§ **Task list**
(a) Answer these about the R file-management tutorial below, one per line:
(i) Which function does it name for moving or renaming files?
(ii) What call does it give as an example of a relative path that moves up one level?
(iii) Which argument to list.files() includes hidden files?
(b) Please list every distinct R function that is called in the code of the R file-management tutorial below.
(c) Retype the R file-management tutorial below from "### **1. Setting" to "or writes files.".

§ **Passage**
* * *

### **1. Setting and Checking the Working Directory**

R uses a concept of a "working directory," which is the folder where R will look for files to read or save. Managing the working directory allows you to specify where R reads or writes files.

#### **Check Current Working Directory**

To check the current working directory:

In [9]:
getwd()

#### **Set Working Directory**

You can change the working directory to any folder path:

In [10]:
# Set working directory
setwd("C://Users//admin//Desktop//GitHub//R-Learn//new_folder_name")

In [11]:
getwd()

In [12]:
setwd("C://Users//admin//Desktop//GitHub//R-Learn")

In [13]:
getwd()

Replace `"path/to/your/directory"` with the path of your desired directory. You can also use relative paths, such as `setwd("..")` to move up one level in the directory tree.

---

### **2. Listing Files in a Directory**

You can list all files and folders in the current working directory, or in any specified directory.

In [14]:
# List files in the current working directory
list.files()

In [16]:
# List files in a specific directory
list.files("C://Users//admin//Desktop//GitHub//R-Learn//new_folder_name")

#### **Advanced Listing with Options**

In [17]:
# List all files including hidden files
list.files(all.files = TRUE)

In [18]:
# List files with full paths
list.files(full.names = TRUE)

### **3. Creating, Copying, Moving, and Deleting Files**

These operations allow you to create new directories, copy, move, and delete files from within R.

#### **Creating a Directory**

You can create a new directory:

In [19]:
dir.create("new_folder_name1")

#### **Copying Files**

To copy files from one location to another:

In [20]:
# Copy a file
file.copy("data.csv", "new_folder_name/source_file.csv")

#### **Moving or Renaming Files**

To move or rename files, use `file.rename()`:

In [21]:

# Rename or move a file
file.rename("scatter_plot.png", "scatter_plot1.png")


"cannot rename file 'scatter_plot.png' to 'scatter_plot1.png', reason 'The system cannot find the file specified'"


#### **Deleting Files**

To delete a file:

In [22]:
file.remove("file_to_delete.txt")

* * *

§ **Collected material**
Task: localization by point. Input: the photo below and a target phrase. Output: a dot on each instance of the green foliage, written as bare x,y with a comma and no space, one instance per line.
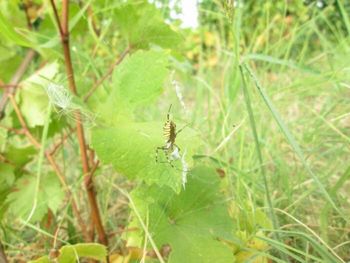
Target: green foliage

* * *

§ **Task answers**
(a)
(i) file.rename()
(ii) setwd("..")
(iii) all.files = TRUE

(b)
getwd
setwd
list.files
dir.create
file.copy
file.rename
file.remove

(c)
### **1. Setting and Checking the Working Directory**

R uses a concept of a "working directory," which is the folder where R will look for files to read or save. Managing the working directory allows you to specify where R reads or writes files.